■ **TASK DESCRIPTION**
Show every line below that contains the string "water", matching case exactly.

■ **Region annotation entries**
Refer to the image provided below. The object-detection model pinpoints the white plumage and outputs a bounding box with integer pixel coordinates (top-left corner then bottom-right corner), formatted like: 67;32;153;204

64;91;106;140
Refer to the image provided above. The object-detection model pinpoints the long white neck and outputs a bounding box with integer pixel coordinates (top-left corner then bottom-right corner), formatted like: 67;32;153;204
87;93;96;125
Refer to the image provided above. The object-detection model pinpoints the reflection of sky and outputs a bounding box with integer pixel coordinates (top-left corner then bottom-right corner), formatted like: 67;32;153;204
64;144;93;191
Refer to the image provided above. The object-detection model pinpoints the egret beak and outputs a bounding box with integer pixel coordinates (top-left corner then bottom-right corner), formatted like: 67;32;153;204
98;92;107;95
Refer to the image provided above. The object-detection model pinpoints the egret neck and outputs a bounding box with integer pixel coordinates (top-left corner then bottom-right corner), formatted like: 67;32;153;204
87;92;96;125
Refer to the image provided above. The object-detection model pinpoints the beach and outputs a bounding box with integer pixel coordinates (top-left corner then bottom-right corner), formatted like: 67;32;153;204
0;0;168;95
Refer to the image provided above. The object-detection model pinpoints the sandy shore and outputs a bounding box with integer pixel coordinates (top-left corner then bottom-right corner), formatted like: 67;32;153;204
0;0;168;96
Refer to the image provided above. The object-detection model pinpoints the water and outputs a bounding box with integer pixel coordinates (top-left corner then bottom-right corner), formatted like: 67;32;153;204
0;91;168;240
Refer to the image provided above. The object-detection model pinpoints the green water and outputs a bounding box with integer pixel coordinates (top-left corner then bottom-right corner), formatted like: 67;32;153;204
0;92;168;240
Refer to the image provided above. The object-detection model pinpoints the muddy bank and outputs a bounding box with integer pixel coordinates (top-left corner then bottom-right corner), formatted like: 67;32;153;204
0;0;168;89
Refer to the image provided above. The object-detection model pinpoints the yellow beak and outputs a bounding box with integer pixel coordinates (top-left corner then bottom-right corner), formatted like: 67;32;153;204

■ **RESULT FOR THIS TASK**
Refer to the image provided above. The object-detection model pinpoints the water and outputs a bounding box with integer pixel coordinates (top-left corner then bottom-right corner), formatted like: 67;32;153;204
Refer to the image provided above. The object-detection model pinpoints the green water and outputs a bounding box with integer pixel coordinates (top-left corner then bottom-right corner), formatted like: 67;32;153;204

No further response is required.